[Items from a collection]
----

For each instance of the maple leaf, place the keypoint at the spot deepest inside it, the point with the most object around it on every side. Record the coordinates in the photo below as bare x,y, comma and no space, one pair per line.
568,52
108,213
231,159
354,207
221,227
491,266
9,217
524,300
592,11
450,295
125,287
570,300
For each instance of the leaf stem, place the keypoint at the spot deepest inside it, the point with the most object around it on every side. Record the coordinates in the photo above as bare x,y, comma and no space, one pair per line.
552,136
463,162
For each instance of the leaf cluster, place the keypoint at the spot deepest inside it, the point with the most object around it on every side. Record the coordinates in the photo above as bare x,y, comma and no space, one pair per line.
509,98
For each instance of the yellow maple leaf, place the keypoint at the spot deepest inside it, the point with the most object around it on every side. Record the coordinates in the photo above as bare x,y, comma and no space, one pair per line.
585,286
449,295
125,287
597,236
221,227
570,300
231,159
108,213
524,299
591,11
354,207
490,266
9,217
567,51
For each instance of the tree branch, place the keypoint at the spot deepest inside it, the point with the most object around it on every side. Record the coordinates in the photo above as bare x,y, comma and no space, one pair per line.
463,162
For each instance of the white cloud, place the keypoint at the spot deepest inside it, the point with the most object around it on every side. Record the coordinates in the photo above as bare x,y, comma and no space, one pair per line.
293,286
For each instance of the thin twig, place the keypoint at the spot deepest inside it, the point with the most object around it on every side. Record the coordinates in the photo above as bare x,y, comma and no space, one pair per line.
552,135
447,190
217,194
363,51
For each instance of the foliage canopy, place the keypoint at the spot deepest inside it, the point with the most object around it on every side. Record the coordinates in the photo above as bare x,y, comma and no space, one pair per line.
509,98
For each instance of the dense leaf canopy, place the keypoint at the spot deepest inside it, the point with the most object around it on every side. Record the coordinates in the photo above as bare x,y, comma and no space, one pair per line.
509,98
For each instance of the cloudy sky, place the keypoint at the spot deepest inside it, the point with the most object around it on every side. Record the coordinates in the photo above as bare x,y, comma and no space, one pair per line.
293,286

----

Task requirements: Can you output all of the items above verbatim, line for line?

Solution for this exercise:
For each instance of the maple leaf, place the keypoint at the spot deepest inside it, the point with the most object around it on every side. Record the coordinates in the photo below as bare x,y, comma and no space, one pair per line.
568,52
108,213
231,159
354,207
221,227
491,266
9,217
524,300
592,11
450,295
125,287
570,300
For each instance of the leaf stem, place the keypoint at the spot deepest inside it, the point with the most object around it on every side. Record the coordinates in the photo above as bare x,y, comma and no space, one pair per line.
552,136
463,162
For each instance of the leaf cluster, place the keypoint at the spot deepest inside it, the point with the most object around it on every side. Record the coordinates in the photo above as bare x,y, comma and no space, one pair per line.
509,98
For each instance of the yellow maple leaf, place the keypoint at the spot deepest inside it, the point with the most object around it on every side. Record the coordinates in the photo above as bare x,y, comma and no space, one pair per line.
585,286
449,295
125,287
597,236
221,227
570,300
231,159
108,213
524,299
591,11
354,207
490,266
9,217
567,51
For each instance of the tree branch, place the keypoint at the spot deepest inside it, the point with the most object around it on every side. Record the coordinates in the photo above as bare x,y, comma and no space, one pair per line.
463,162
For each instance of the white cloud, place the keypoint at the spot deepest inside it, the point with the most object around it on every side. Record the coordinates in the photo above as bare x,y, comma and no space, one pair per line.
293,286
For each instance of the thin twig, place the keypoint at the spot deepest inside it, the point with the most object around it on every side. Record the coordinates in the photo above as bare x,y, comma and no space, one pair per line.
552,135
447,190
217,194
363,51
For each instance of the foliage canopy, place the keypoint at the spot deepest inside it, the point with the most object around it on every side. Record the coordinates in the photo above as bare x,y, comma and no space, one pair per line.
509,98
For each instance of the dense leaf canopy, place the keypoint at the spot deepest inside it, the point with the most object around it on every side. Record the coordinates in the photo above as bare x,y, comma and no space, one pair per line.
509,98
For each instance of the cloudy sky, place the keypoint at the spot deepest inside it, the point with the most object around it on every side. Record the coordinates in the photo above as bare x,y, comma and no space, one pair per line.
293,286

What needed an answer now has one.